§ Directions for this task
List each row below that contains the string "above", copying every such row in full. Treat uppercase and lowercase letters as different.

— begin Dataset content —

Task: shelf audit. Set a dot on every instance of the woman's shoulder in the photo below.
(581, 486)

— end Dataset content —
— begin Dataset content —

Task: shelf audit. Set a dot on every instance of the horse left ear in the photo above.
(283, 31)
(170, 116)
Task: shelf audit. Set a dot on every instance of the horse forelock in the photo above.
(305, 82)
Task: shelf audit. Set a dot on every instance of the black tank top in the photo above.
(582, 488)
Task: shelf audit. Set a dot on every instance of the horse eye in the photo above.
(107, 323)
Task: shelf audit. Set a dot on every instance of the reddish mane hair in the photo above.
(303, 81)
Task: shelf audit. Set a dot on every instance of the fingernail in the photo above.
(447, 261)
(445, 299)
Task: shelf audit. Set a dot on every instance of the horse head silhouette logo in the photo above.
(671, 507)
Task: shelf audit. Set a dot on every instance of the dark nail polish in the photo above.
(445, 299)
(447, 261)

— end Dataset content —

§ Problem solution
Task: shelf audit. Set a dot on every instance of the horse left ear in the photo above.
Task: shelf audit. Set a dot on every instance of the horse forelock in the photo above.
Task: shelf audit. Set a dot on every instance of the black tank top in the photo above.
Task: shelf audit. Set a dot on every instance of the horse eye in the photo above.
Task: shelf audit. Set a dot on every instance of the reddish mane hair in the photo above.
Task: shelf audit. Set a dot on every instance of the fingernail in the photo above.
Task: shelf audit. Set a dot on every instance of the horse head silhouette logo in the photo above.
Task: shelf audit. Set a dot on every instance of the dark nail polish in the photo above.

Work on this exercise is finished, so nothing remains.